TASK INPUTS:

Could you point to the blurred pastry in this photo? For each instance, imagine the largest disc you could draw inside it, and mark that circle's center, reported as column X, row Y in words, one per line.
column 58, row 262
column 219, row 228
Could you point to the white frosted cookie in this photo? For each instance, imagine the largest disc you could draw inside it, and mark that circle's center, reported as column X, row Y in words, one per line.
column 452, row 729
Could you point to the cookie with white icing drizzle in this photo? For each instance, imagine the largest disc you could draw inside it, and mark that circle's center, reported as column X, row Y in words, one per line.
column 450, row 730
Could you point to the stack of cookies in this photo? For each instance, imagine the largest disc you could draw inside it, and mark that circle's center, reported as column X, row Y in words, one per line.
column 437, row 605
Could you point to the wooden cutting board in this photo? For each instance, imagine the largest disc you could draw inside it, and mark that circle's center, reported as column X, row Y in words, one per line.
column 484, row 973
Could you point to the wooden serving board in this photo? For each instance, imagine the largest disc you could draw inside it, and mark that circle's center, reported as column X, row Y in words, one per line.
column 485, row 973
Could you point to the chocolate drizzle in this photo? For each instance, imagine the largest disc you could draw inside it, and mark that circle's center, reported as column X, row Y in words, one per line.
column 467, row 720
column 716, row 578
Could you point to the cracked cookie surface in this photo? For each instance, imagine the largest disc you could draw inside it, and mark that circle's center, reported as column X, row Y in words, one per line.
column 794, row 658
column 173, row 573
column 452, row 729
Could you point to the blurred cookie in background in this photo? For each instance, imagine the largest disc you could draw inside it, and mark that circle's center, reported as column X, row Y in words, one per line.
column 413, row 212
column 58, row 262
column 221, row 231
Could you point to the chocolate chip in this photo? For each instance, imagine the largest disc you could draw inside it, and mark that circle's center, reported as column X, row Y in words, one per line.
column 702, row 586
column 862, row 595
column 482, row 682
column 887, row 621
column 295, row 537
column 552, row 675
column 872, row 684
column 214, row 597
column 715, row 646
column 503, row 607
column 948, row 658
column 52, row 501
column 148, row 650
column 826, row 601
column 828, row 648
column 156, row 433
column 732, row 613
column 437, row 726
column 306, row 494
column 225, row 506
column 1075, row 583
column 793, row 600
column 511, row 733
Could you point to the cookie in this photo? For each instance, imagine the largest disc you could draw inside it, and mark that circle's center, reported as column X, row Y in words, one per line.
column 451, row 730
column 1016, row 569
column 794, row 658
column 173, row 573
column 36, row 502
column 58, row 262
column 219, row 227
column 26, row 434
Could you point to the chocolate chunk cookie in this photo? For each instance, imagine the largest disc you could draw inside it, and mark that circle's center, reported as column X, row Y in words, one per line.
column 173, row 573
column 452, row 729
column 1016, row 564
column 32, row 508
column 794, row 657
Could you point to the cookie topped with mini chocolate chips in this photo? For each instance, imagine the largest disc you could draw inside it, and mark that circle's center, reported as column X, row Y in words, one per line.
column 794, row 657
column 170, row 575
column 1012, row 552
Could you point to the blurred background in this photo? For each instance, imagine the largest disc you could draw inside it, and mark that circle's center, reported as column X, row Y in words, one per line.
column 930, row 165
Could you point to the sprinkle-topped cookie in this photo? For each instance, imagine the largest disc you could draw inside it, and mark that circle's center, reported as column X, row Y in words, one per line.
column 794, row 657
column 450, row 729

TASK STATEMENT: Retype the material exactly, including every line.

PROBLEM SOLUTION:
Could you point to the blurred pastry in this photo? For each instance, imagine the largest disc you could draw inside it, and mark that circle's center, reported as column X, row Y in words, one per line.
column 58, row 262
column 219, row 228
Could you point to the white frosted cookie in this photo? For each instance, imagine the largest disc you could draw inside it, and mark that circle's center, reported as column X, row Y in words, one per line.
column 452, row 729
Could you point to the cookie with white icing drizzle in this photo? For each instance, imagine the largest disc you could draw inside it, and mark that circle's center, reported as column X, row Y in words, one per line.
column 450, row 730
Could you point to the stack of cookies in this photo? For each instance, imagine the largest disc you could draw inside it, and mark that circle's center, reported as column X, row Y in words, one per line.
column 437, row 605
Could you point to the wooden cutting board in this photo? For each instance, imagine the largest disc you could draw inside it, and mark that circle's center, reported as column X, row Y in words, one per line.
column 484, row 973
Could you point to the wooden serving board in this photo? For each instance, imagine the largest disc you could draw inside it, and mark that circle's center, reported as column X, row Y in words, one per line.
column 485, row 973
Could you point to the chocolate drizzle in this photo? For each instance, imagine the largest disc you could draw inside it, and mark that circle's center, reported as column X, row Y in words, one per line.
column 467, row 720
column 716, row 578
Could you point to the cracked cookie surface in this photo? For each instance, imagine the largest disc you could draw inside it, and mark that circle's center, reported as column X, row Y in words, one per line.
column 794, row 658
column 173, row 573
column 452, row 729
Could you point to the blurred cookie in background in this photo? For each instance, imagine the largest disc you could draw inside it, and mark that circle's center, reported as column X, row Y in words, one per line.
column 413, row 212
column 58, row 262
column 221, row 231
Could you point to the chocolate chip in this photo? For each instance, imagine the largest disc you could draw inside it, and mark that circle's center, reported as column X, row Y in words, one per line.
column 702, row 586
column 862, row 595
column 482, row 682
column 887, row 621
column 295, row 537
column 552, row 675
column 872, row 684
column 214, row 597
column 715, row 646
column 503, row 607
column 948, row 658
column 52, row 501
column 148, row 650
column 826, row 601
column 828, row 648
column 156, row 433
column 732, row 613
column 437, row 726
column 306, row 494
column 225, row 506
column 1075, row 583
column 793, row 600
column 511, row 733
Could you point to the cookie in this photo? For each instance, imagine the largest disc you could draw inside it, and mark that circle's center, reported as column X, row Y in words, one per line.
column 451, row 730
column 1016, row 569
column 794, row 658
column 173, row 573
column 36, row 502
column 58, row 262
column 219, row 227
column 26, row 434
Could you point to the chocolate chunk cookie in this photo? For each instance, imagine the largest disc you could draw inside it, and mark that circle's center, reported as column X, row Y in words, one per line.
column 173, row 573
column 452, row 729
column 1016, row 564
column 32, row 508
column 794, row 657
Could you point to the cookie topped with mini chocolate chips in this photo? For each instance, imagine the largest disc you could draw inside it, and mark that circle's center, reported as column X, row Y in words, one per line.
column 794, row 657
column 170, row 575
column 1012, row 552
Could you point to the blurred background in this photo? For each instance, imagine the largest disc you could draw inside it, and mark that circle's center, reported as column X, row Y in words, one per line.
column 930, row 165
Could you point to the sprinkle-topped cookie in this photo? For each instance, imagine the largest disc you could draw inside it, and mark that circle's center, reported as column X, row Y in words, one per line.
column 794, row 657
column 450, row 729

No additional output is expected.